• [Work to be completed] Transcribe exactly the stretch of lines beginning at the one containing "Please put a marker on the orange net" and closing with the last line of the entries below. Omit images.

• [Excerpts of pointing data]
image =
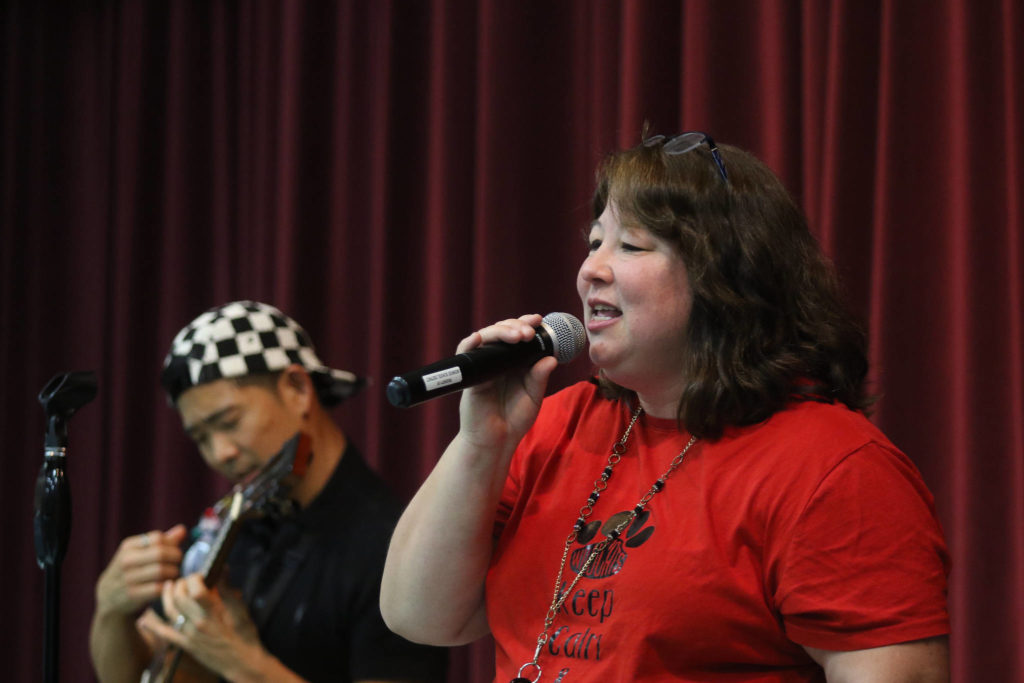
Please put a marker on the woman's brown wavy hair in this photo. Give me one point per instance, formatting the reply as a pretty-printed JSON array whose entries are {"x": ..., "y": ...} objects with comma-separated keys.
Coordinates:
[{"x": 768, "y": 325}]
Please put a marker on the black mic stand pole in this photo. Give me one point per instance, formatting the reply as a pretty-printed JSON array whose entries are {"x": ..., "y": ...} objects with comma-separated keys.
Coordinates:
[{"x": 61, "y": 396}]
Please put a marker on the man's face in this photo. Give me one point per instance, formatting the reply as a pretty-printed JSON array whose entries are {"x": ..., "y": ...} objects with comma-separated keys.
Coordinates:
[{"x": 238, "y": 428}]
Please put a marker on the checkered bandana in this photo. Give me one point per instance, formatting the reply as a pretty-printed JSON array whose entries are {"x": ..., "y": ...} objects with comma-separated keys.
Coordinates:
[{"x": 247, "y": 338}]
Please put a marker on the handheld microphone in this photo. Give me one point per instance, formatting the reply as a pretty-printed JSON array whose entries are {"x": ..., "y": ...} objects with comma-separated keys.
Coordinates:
[{"x": 559, "y": 335}]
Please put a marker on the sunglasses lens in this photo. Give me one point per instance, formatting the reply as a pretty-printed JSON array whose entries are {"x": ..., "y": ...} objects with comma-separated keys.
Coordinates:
[{"x": 683, "y": 143}]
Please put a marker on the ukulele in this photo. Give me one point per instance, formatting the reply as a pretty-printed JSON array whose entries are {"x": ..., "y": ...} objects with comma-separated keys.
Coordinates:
[{"x": 266, "y": 494}]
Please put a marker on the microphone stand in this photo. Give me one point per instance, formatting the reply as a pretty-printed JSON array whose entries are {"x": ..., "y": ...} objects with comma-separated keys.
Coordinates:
[{"x": 61, "y": 396}]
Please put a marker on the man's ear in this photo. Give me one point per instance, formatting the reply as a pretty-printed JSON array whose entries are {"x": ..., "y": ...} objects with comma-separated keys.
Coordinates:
[{"x": 296, "y": 388}]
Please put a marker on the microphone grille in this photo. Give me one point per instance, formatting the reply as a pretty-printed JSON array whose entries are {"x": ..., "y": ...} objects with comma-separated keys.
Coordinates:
[{"x": 567, "y": 334}]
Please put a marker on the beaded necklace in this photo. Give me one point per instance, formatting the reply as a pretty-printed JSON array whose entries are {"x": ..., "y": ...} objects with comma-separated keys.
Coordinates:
[{"x": 617, "y": 523}]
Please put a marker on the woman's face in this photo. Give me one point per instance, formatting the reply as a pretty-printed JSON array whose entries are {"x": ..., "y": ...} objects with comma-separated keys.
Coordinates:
[{"x": 637, "y": 299}]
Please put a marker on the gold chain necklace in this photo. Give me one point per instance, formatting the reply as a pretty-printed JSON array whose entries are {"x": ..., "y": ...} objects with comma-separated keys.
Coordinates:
[{"x": 619, "y": 522}]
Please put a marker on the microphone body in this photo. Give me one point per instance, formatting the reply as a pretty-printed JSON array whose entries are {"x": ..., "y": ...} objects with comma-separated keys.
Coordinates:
[{"x": 559, "y": 335}]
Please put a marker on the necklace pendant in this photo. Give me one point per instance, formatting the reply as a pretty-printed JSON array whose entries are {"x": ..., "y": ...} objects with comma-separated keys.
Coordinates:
[{"x": 519, "y": 678}]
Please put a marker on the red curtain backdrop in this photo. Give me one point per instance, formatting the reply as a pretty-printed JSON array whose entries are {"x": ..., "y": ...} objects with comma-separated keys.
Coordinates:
[{"x": 396, "y": 174}]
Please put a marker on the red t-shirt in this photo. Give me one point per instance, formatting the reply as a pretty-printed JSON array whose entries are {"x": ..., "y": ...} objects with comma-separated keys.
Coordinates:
[{"x": 810, "y": 528}]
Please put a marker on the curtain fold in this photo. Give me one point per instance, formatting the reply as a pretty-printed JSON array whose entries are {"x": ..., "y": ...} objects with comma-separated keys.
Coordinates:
[{"x": 396, "y": 174}]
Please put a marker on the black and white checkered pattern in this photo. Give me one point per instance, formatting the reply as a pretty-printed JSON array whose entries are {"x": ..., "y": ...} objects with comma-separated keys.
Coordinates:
[{"x": 245, "y": 338}]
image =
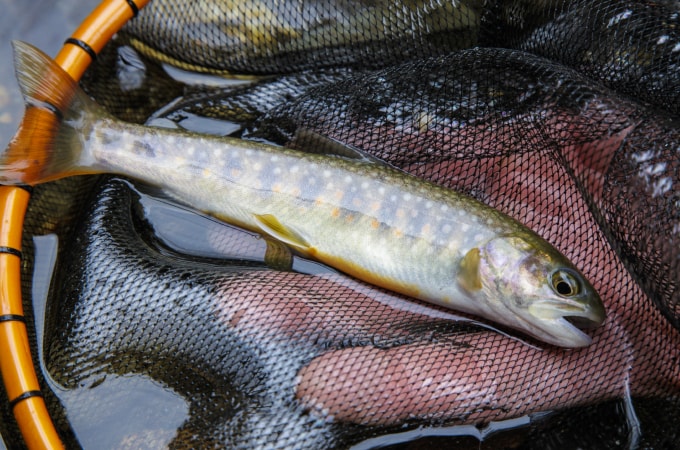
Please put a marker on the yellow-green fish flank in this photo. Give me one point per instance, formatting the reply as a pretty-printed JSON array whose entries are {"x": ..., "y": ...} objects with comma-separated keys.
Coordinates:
[{"x": 362, "y": 217}]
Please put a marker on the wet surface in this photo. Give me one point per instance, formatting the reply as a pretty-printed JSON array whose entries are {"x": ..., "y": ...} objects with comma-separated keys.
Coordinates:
[{"x": 44, "y": 23}]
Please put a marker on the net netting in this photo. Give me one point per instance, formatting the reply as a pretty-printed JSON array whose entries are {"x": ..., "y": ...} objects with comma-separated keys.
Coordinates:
[{"x": 164, "y": 328}]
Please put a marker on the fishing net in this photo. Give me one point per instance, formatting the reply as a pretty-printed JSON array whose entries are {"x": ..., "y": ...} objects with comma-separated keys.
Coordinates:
[{"x": 165, "y": 328}]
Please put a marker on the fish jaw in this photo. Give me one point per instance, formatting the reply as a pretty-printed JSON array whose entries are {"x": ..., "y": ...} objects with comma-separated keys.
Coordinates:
[{"x": 521, "y": 282}]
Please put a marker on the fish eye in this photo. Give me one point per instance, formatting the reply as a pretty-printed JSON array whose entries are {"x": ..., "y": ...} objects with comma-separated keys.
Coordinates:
[{"x": 565, "y": 283}]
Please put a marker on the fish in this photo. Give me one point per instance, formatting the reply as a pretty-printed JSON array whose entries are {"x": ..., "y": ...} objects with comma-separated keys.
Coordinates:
[
  {"x": 362, "y": 217},
  {"x": 231, "y": 37}
]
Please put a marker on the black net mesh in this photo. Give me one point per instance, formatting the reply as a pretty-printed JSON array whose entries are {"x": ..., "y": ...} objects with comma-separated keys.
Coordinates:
[{"x": 163, "y": 328}]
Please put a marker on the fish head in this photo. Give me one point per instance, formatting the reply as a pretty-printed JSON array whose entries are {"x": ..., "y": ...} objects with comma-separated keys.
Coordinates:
[{"x": 538, "y": 290}]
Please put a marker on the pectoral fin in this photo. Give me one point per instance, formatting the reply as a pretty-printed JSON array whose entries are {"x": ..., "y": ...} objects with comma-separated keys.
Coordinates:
[
  {"x": 271, "y": 226},
  {"x": 468, "y": 276}
]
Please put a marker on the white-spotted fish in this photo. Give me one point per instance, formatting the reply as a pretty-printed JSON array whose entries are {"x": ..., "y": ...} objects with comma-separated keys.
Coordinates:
[{"x": 362, "y": 217}]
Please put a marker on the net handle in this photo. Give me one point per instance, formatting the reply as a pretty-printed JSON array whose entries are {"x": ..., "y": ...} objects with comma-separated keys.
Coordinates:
[{"x": 16, "y": 364}]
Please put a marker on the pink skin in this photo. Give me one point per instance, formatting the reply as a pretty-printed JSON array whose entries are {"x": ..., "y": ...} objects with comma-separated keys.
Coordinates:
[{"x": 495, "y": 376}]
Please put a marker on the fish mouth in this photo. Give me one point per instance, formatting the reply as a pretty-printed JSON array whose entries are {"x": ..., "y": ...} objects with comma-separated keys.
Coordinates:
[{"x": 564, "y": 321}]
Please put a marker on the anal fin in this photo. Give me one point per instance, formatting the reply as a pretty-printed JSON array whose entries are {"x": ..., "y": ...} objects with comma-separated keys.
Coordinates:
[
  {"x": 271, "y": 226},
  {"x": 469, "y": 277}
]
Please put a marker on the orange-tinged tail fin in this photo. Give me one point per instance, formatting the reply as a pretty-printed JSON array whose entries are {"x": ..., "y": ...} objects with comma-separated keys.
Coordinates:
[{"x": 59, "y": 115}]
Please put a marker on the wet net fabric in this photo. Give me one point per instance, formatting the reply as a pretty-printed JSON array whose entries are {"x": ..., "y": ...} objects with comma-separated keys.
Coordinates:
[{"x": 560, "y": 114}]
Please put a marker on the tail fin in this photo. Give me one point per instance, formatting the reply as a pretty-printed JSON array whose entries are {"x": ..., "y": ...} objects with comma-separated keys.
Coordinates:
[{"x": 50, "y": 141}]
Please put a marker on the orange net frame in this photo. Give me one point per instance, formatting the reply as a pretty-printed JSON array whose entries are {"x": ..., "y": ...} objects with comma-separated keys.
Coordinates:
[{"x": 16, "y": 364}]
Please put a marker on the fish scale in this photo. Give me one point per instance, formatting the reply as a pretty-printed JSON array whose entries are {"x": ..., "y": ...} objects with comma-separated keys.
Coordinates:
[{"x": 360, "y": 216}]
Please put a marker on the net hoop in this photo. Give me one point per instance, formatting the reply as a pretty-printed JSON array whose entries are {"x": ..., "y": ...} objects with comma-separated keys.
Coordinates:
[{"x": 16, "y": 364}]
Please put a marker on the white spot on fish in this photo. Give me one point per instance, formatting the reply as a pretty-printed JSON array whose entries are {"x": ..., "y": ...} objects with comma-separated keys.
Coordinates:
[
  {"x": 644, "y": 156},
  {"x": 662, "y": 186},
  {"x": 619, "y": 17}
]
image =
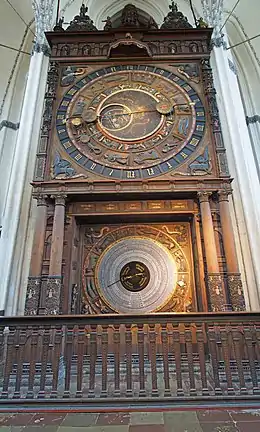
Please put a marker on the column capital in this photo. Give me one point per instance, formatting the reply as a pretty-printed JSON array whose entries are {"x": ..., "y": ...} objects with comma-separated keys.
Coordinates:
[
  {"x": 60, "y": 199},
  {"x": 203, "y": 196},
  {"x": 223, "y": 195},
  {"x": 41, "y": 200}
]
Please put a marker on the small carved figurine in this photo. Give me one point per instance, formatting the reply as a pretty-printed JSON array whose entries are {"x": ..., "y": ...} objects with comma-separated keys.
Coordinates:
[
  {"x": 108, "y": 24},
  {"x": 201, "y": 23},
  {"x": 59, "y": 25},
  {"x": 152, "y": 25}
]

• [The reply]
Please put a marker on the orange net frame in this photo. Give me one point per instance, formatting the reply as a pretty-printed JSON array whose entries are {"x": ..., "y": ...} objects with comma-separated keys.
Coordinates:
[{"x": 16, "y": 364}]
Please put a marker on the fish scale in this photo. Give me one point per instance, formatting the reply as a pretty-printed JSON array whose entries are {"x": ..., "y": ...} objects with comma-separated keys.
Coordinates:
[{"x": 360, "y": 216}]
Please put a marker on the net hoop in this photo. Give me one point per instance, formatting the reply as a pretty-printed JSON array whose entries are {"x": ..., "y": ...} objects with comma-separated keys.
Coordinates:
[{"x": 16, "y": 364}]
Please put a marker on the white spot on fish in this photo. Give me one point per instance, formatting the reply as a pretty-printed JSON array whose entries are {"x": ..., "y": ...} objects with comma-separated keys.
Coordinates:
[
  {"x": 644, "y": 156},
  {"x": 662, "y": 186},
  {"x": 619, "y": 17}
]
image =
Please put a marker on the column capital in this photo. Give me one point per instance, formatting the reply as a pretty-printed JSON array whose entries are {"x": ..., "y": ...} objects with comma-separated keys.
Coordinates:
[
  {"x": 60, "y": 199},
  {"x": 203, "y": 196},
  {"x": 223, "y": 195},
  {"x": 41, "y": 200}
]
Please put a marker on the small carved figurine in this photo. Give me one point per instance, formatting the reply as a pretty-printed JSON array whose entries are {"x": ..., "y": ...} objects with comma-separated keys.
Coordinates:
[
  {"x": 108, "y": 24},
  {"x": 201, "y": 23},
  {"x": 59, "y": 25},
  {"x": 152, "y": 25}
]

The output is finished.